**Instructions to follow**
Retype all the records with nothing changed.

(Recorded information begins)

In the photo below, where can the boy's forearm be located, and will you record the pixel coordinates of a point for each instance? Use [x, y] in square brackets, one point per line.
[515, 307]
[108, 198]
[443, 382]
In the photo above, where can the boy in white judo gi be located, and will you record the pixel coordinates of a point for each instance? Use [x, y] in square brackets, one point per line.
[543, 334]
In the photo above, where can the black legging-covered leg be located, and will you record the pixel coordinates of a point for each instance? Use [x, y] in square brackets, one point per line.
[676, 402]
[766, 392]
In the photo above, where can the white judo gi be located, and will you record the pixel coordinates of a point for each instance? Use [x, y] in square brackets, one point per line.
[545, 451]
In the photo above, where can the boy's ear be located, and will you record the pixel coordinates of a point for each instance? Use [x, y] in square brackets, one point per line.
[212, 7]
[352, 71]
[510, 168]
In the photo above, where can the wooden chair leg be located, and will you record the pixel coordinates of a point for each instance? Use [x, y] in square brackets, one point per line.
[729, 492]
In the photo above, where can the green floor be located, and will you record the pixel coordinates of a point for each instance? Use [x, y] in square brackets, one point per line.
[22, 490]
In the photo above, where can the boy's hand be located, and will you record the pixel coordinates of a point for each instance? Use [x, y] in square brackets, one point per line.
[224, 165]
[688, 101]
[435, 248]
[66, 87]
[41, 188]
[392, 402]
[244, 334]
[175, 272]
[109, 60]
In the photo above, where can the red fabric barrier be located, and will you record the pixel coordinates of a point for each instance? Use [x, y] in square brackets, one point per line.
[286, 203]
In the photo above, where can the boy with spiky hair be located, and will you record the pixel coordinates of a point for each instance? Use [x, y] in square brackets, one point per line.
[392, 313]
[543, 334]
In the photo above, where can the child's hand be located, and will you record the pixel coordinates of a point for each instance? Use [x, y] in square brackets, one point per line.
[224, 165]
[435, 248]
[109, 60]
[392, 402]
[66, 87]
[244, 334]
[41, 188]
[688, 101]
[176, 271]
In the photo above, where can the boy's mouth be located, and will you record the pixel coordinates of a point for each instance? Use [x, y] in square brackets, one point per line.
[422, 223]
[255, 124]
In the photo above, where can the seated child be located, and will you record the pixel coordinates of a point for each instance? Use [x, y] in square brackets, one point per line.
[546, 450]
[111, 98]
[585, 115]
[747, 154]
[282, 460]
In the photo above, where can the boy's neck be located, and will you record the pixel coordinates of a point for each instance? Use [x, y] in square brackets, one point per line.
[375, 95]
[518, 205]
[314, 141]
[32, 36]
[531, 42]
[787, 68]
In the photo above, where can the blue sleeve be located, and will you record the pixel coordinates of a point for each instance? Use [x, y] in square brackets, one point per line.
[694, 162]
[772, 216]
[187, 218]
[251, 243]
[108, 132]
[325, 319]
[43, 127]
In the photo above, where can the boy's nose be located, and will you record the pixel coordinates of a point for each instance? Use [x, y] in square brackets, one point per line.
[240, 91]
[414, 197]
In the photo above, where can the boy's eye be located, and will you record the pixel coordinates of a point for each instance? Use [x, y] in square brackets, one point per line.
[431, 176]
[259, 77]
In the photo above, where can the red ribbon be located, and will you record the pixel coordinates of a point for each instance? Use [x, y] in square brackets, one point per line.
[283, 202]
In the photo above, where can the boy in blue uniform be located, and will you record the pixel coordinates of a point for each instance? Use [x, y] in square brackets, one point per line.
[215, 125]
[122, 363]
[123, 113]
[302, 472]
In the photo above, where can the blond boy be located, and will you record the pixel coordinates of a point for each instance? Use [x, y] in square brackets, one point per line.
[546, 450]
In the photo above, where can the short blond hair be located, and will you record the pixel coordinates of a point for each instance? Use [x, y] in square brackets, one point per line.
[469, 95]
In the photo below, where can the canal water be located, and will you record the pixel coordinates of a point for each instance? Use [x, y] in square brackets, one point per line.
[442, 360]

(Recorded information ends)

**Result of this exercise**
In the photo below, where can the boy's forearm be located, and will you record the pixel coordinates of a point for each instance? Use [x, y] in square brackets, one point per line.
[515, 307]
[108, 198]
[443, 382]
In the photo above, where can the boy in white judo gi be located, and will you record the pixel coordinates of a point for each instance? Use [x, y] in square brackets, one point per line.
[543, 334]
In the photo above, where can the black legging-covered leg be located, and will you record the pixel coordinates of a point for each instance? Use [x, y] in square brackets, one point per line.
[676, 402]
[766, 392]
In the photo above, where can the white judo gi be located, and will you record the pixel coordinates of a point for each instance? Use [x, y] in square brackets, one point per line.
[545, 451]
In the photo above, where can the boy's ear be located, and will you record the pixel coordinates of a point for each instance? Use [x, y] in square brackets, one point per line.
[212, 7]
[352, 71]
[510, 168]
In the photo above, where can the wooden chair leg be located, and will you record the pixel coordinates of a point for each instance? Use [x, y] in square brackets, one point per line.
[729, 492]
In the photo above, where can the green floor be located, and will you record the pixel coordinates of a point for each instance? Use [x, y] in square brackets, one point per line.
[22, 490]
In the photo above, where can the boy's hand be located, and will you record the pixel coordinates of a point for each instance? Use [x, y] in square brackets, one point per line.
[224, 165]
[688, 101]
[435, 248]
[66, 87]
[41, 188]
[392, 402]
[244, 334]
[175, 272]
[109, 60]
In the photo above, where can the red fabric barrier be located, and will you record the pixel coordinates of a point for each instance? Use [x, y] in square brackets, one point per line.
[286, 203]
In the photo above, where can the boy with spiky hair be located, and will you record the pixel coordinates of a point for each instance? Use [x, y] in square brackets, one point per line.
[392, 313]
[543, 334]
In the photo above, where can the child's hand be located, and will you record the pixel coordinates of a point for each instance? Use [x, y] in square brackets, one point per line.
[224, 165]
[435, 248]
[109, 60]
[392, 402]
[66, 87]
[244, 334]
[41, 188]
[688, 101]
[176, 271]
In the photo above, where can the boy's mouth be located, and will you record the pixel coordinates of a point for each instance? Use [x, y] in square brackets, one point per line.
[422, 223]
[255, 124]
In the photo above, where can the seated child be located, and will you record the pixel coordinates of a point for each instance? Use [x, y] in square brackets, one point per line.
[546, 450]
[111, 98]
[585, 115]
[747, 154]
[282, 460]
In the photo above, where can the boy's neck be located, and will you record the pixel coordinates of a point for each instance? Use [x, y] in square brackets, one point per line.
[375, 95]
[518, 205]
[314, 141]
[32, 36]
[531, 42]
[787, 68]
In the photo above, where can the blue sleeve be located, and will you record the pixel coordinates of a point for each instance? Use [x, y] in square brackets, one point per line.
[694, 162]
[772, 216]
[187, 218]
[251, 243]
[108, 132]
[325, 319]
[43, 127]
In the photo above, where can the boy's nose be located, and will you record the pixel coordinates of a point for each instance? Use [x, y] in square brackets, one point per line.
[240, 91]
[414, 197]
In the photo above, where can the boy's eye be located, and will you record the pixel coordinates of a point for each instance? Use [x, y] in square brackets, one point per line.
[431, 176]
[259, 77]
In the photo above, where can the red ribbon be located, and will you record the pixel coordinates of a point for each instance? Use [x, y] in square brackets, one point per line.
[283, 202]
In the photo above, where can the boy in blue uniform be located, and will you record the pixel coordinates of a point for each instance? Use [x, y] in square brackets, one point per line.
[215, 125]
[122, 363]
[123, 113]
[302, 472]
In the photo above, where can the blond boy be located, and will you record the pixel coordinates of a point for each instance? Use [x, y] in square brackets, one point per line.
[546, 450]
In the photo above, where can the short blond hair be located, and will you record the pixel coordinates of a point for each instance? Use [x, y] in square brackets, one point per line.
[469, 95]
In the photo below, where can the canal water be located, and will you record the pixel coordinates of a point for each instance? Use [x, y] in square brackets, one point per line.
[442, 360]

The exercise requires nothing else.